» TESTO FORNITO
^^^^

La Stampa, 23 marzo 2015
Te lo ricordi Zapatero? «Il potere non mi manca. Per me è un periodo molto bello, oggi vado a pranzo con le mie figlie, una cosa impensabile un tempo. Mi ricordo che in Italia diventai un mito della sinistra per il ritiro delle truppe in Iraq e per l’allargamento dei diritti sociali. Poi è arrivata la crisi, uno tsunami, gli obiettivi divennero altri»
«Sono un partito giovane, stanno cambiando la politica spagnola, ma alla fine saranno loro a cambiare». José Luis Zapatero parla di Podemos dal suo ufficio spartano del Consiglio di Stato. L’ex premier spagnolo è molto rilassato, parla di tutto con il tono dello studioso, più che del politico. Così pur giurando fedeltà eterna al Psoe (è stato segretario per 12 anni) non liquida i nuovi avversari.
Non vi fanno paura?
«No. Rispondono a una domanda istintiva delle persone: dare un’alternativa al sistema. Sono giovani, vivono nel cielo, senza tetto, né pavimento. Scopriranno che le alternative al sistema sono solo parziali e cambieranno. La democrazia ti fa cambiare».
Sono populisti?
«Si figuri, per me sono socialdemocratici e cambieranno presto. Il paragone con il M5S è sbagliato».
Lei ha incontrato il loro leader, Pablo Iglesias, un pranzo che ha fatto scalpore. Chi si è trovato davanti?
«Una persona educata e colta. Ha militato sempre nella sinistra più utopista. Ama la politica più di me».
La impressiona la forza di Marine Le Pen?
«I suoi discorsi mi fanno venire i brividi, ci fanno tornare indietro di almeno un secolo. Credo che comunque il Fn non vincerà le elezioni. L’Europa già si è suicidata una volta nella sua storia».
I socialisti spagnoli faranno la fine del Pasok greco?
«Questa è una barzelletta».
In questi giorni in Spagna Zapatero è accusato di interferire con la politica estera per essere stato ricevuto da Castro a Cuba e per aver parlato a un convegno in Marocco. I giornali dicono: «Ha perso l’aplomb». È vero?
«Sono andato a Cuba, perché quando ero primo ministro non ci ero mai riuscito. Sono stato invitato e ho accettato, il ministro degli Esteri spagnolo mi ha criticato, ma ha sbagliato lettura».
Nel suo libro ha accennato a quello che successe all’Italia al G20 di Cannes, perché le sono rimasti impressi quei giorni?
«Non dimenticherò mai quello che ho visto in Francia. Andai con il timore che potessimo essere nel mirino dei sostenitori dell’austerità, ma l’obiettivo era l’Italia».
Cosa successe?
«Berlusconi e Tremonti subirono pressioni fortissime affinché accettassero il salvataggio del Fmi. Loro non cedettero e nei corridoi si cominciò a parlare di Monti, mi sembrò strano».
Monti poco dopo divenne premier e Berlusconi parla di golpe.

^^^^

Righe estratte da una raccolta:
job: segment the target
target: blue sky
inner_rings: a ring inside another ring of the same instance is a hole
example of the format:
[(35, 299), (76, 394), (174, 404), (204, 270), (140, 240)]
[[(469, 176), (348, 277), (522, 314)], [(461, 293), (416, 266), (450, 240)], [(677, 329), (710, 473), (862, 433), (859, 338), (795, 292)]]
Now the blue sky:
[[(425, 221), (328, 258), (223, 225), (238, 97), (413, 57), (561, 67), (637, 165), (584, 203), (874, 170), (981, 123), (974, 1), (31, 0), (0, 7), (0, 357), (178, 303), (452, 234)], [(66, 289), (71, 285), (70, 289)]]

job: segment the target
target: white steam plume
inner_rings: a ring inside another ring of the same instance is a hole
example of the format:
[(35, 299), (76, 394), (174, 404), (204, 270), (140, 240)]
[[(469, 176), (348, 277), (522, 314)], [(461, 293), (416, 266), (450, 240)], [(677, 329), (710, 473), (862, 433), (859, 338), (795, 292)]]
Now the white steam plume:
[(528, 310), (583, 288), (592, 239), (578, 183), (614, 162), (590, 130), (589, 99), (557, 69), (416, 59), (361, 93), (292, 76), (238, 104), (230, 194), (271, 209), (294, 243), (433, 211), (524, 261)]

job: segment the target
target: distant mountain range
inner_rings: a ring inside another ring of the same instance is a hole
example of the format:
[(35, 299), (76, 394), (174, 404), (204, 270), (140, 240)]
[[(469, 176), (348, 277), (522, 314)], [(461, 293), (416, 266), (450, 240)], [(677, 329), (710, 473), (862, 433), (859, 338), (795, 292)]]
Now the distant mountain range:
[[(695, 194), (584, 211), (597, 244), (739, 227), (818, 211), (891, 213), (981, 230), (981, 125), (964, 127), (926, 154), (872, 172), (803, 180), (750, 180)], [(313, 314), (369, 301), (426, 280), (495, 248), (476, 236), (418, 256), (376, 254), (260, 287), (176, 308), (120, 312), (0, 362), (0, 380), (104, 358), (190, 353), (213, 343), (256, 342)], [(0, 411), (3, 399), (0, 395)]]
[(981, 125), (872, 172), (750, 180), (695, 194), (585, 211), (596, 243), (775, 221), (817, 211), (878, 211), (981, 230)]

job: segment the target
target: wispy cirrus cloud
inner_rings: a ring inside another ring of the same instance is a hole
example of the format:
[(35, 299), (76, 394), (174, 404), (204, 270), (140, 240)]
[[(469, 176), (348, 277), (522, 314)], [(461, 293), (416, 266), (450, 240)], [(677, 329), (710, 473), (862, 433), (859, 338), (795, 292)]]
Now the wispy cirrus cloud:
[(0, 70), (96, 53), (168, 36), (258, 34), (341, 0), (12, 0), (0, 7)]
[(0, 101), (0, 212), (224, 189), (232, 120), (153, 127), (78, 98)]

^^^^

» CONSEGNA SCRITTA
Continua l'intervista a Zapatero riprendendo subito dopo l'ultima frase riportata. Le righe non hanno alcun rapporto con l'intervista a Zapatero.

» SVOLGIMENTO
«Io mi limito a raccontare quello che ho visto: gli Usa e i sostenitori dell’austerità volevano decidere al posto dell’Italia, sostituirsi al suo governo. Era vero che l’Italia aveva problemi finanziari e politici, ma qui stiamo parlando della sovranità di una nazione. È un caso che va studiato».
È un invito?
«Sì, vorrei parlarne in una sede pubblica in Italia, facciamolo presto. Sono pronto».
Conosce Renzi?
«L’ho incontrato una volta. Ho capito da come si muove che è un leader vero. C’è differenza tra essere famosi ed essere leader».
Berlusconi sarebbe quello famoso?
«Non dirò una parola contro di lui. Oggi sarebbe facile, ma ho lavorato bene con Berlusconi. Mi stupisce soltanto che sia ancora lì a far politica».
La sinistra deve combattere l’austerità?
«Non si può dare la colpa dei tagli solo alla destra o a cento fantomatici cattivi di Wall Street. Lo stato sociale è stato colpito e oggi il compito della sinistra è recuperare quello che si è perso. La destra non lo farà mai».
È quello che sta facendo Tsipras?
«Lui e l’Ue si stanno studiando, come pugili al primo round, serve tempo. La Grecia deve capire che l’euro non è il male e che i debiti si pagano. Ma vorrei sentire dall’altra parte qualche parola sulle famiglie messe ai margini della società a causa della crisi. È ora che l’Europa chieda scusa per la povertà che è dilagata in Grecia e non solo».
Cosa fa oggi Zapatero?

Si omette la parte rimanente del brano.